┌─ RECORDED INFORMATION

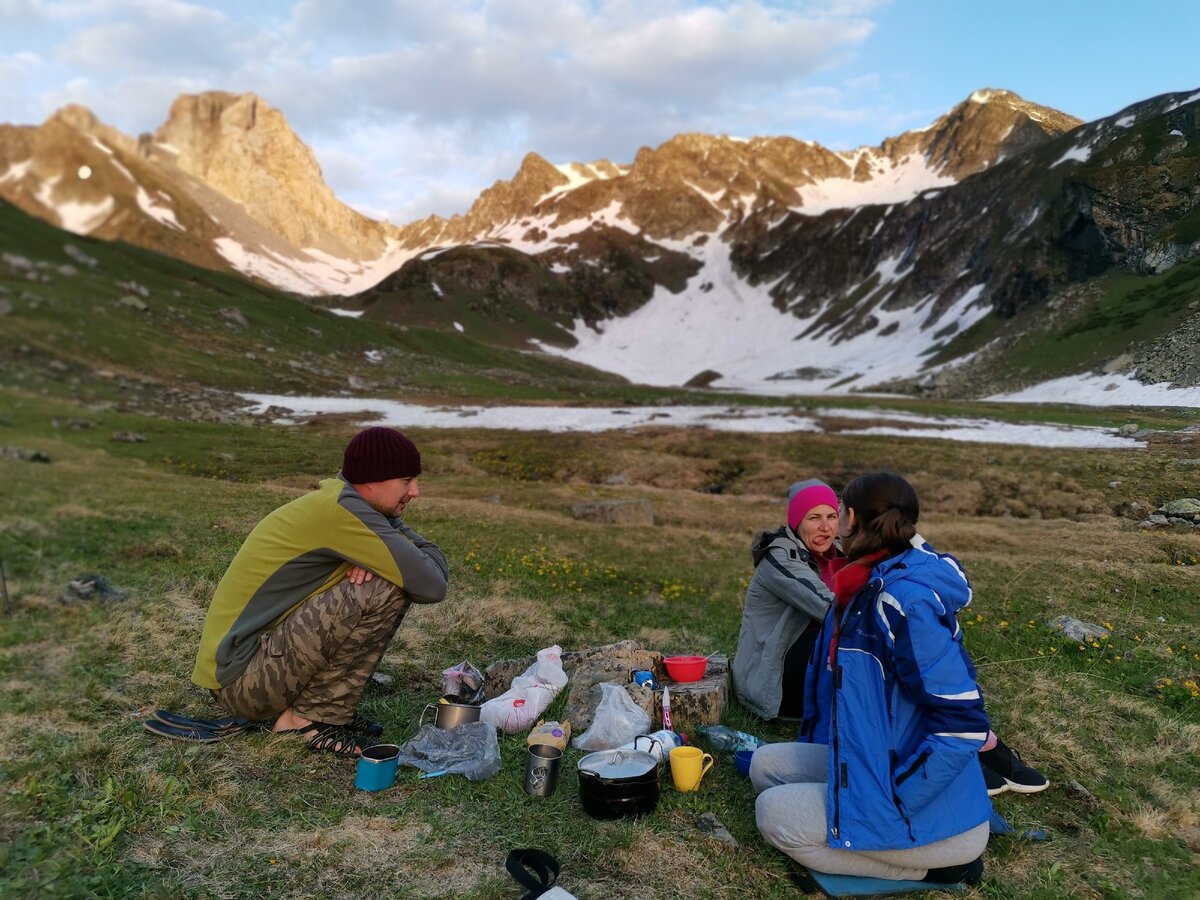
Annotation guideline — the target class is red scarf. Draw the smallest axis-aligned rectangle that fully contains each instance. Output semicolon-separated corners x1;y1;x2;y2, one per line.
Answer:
829;550;890;668
812;547;850;590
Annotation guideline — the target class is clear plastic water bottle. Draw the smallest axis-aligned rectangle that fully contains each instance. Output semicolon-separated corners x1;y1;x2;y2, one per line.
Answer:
700;725;763;750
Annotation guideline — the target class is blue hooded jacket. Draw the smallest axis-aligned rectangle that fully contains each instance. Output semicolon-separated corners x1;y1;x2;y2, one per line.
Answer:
799;535;991;850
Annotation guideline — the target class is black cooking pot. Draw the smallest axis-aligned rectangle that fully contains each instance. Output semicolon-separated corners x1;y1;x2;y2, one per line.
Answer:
578;750;659;818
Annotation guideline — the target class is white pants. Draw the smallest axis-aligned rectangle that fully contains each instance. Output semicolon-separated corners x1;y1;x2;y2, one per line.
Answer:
750;744;988;881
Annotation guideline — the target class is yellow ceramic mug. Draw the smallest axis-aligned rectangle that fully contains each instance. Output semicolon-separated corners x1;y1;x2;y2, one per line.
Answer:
671;746;713;791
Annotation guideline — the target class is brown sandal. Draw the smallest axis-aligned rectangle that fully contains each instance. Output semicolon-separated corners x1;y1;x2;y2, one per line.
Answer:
296;722;379;760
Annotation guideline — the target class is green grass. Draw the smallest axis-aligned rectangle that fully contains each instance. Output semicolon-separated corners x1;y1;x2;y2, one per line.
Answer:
950;259;1200;382
0;390;1200;900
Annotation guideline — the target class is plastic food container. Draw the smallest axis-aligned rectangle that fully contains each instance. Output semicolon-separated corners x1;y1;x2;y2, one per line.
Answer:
662;656;708;682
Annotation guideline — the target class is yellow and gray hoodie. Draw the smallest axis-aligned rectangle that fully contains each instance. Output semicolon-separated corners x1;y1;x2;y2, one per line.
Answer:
192;476;450;690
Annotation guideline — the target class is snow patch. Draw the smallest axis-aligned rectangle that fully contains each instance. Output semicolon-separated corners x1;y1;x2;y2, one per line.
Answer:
241;394;1144;450
988;374;1200;407
1050;144;1092;169
214;236;414;296
792;150;955;216
536;241;988;395
0;158;34;185
36;178;116;234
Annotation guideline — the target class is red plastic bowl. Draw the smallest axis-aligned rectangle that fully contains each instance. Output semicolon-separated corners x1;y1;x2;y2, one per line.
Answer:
662;656;708;682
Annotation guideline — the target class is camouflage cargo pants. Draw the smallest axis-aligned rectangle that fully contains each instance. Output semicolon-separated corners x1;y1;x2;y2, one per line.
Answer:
214;577;409;725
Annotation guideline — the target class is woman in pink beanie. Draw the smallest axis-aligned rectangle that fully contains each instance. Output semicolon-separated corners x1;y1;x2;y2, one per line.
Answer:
732;479;846;720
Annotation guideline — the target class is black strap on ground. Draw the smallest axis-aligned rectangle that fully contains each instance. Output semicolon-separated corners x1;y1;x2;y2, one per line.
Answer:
504;848;558;900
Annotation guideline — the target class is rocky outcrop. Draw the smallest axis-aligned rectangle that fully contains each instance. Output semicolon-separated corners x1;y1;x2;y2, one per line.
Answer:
154;91;389;259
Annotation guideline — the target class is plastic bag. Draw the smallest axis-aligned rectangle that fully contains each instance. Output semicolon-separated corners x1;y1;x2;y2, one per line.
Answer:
571;682;650;750
442;660;484;706
479;644;566;734
526;721;571;750
400;722;500;781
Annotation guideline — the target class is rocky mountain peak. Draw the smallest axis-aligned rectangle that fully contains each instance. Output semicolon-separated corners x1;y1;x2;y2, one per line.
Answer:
47;103;100;134
912;88;1082;179
154;91;386;258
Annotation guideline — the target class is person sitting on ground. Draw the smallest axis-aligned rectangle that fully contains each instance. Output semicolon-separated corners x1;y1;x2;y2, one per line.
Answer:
732;479;846;721
750;472;991;884
192;427;449;756
732;479;1050;797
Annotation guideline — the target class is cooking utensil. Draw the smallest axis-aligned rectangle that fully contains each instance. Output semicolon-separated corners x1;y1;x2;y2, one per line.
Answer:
416;701;479;730
578;750;659;818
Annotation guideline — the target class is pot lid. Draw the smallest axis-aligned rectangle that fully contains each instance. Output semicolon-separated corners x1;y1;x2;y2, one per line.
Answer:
580;750;659;779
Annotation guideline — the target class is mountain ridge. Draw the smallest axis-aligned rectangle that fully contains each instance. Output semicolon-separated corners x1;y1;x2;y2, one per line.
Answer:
0;88;1200;394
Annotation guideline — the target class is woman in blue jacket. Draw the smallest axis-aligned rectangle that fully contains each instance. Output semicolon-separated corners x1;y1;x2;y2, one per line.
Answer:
750;472;991;883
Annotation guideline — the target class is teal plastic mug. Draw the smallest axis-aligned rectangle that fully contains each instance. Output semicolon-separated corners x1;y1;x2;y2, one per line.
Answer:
354;744;400;791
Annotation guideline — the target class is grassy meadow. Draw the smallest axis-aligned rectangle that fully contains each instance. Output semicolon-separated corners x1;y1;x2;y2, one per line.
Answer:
0;389;1200;900
0;203;1200;900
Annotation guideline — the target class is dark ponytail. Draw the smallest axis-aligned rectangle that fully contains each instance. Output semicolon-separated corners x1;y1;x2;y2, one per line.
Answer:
841;472;920;562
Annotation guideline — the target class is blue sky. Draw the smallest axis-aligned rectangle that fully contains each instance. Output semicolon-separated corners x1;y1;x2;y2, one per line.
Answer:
0;0;1200;223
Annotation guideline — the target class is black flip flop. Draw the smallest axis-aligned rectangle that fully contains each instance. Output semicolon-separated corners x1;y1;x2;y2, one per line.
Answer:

└─

Please copy the lines, beginning at the line that has "Annotation guideline — the target class is woman in pink" and stopping after the line that has "504;848;558;900". Keep the requests as they are, but multiply every coordinate in the answers by 0.95 and round each to a whole number, with halves rounded up.

Annotation guideline — the target class is woman in pink beanie. Draw the smallest axis-aligned rectangle that fully contains each instance. Output semicolon-separated corners x1;y1;x2;y2, one per line.
Answer:
695;455;804;684
Annotation guideline — the target class is black strap on ground. Draw the smallest axis-aligned rectangle that fully contains each instance. Output semicolon-separated corners x1;y1;x2;y2, one per line.
Answer:
479;806;530;855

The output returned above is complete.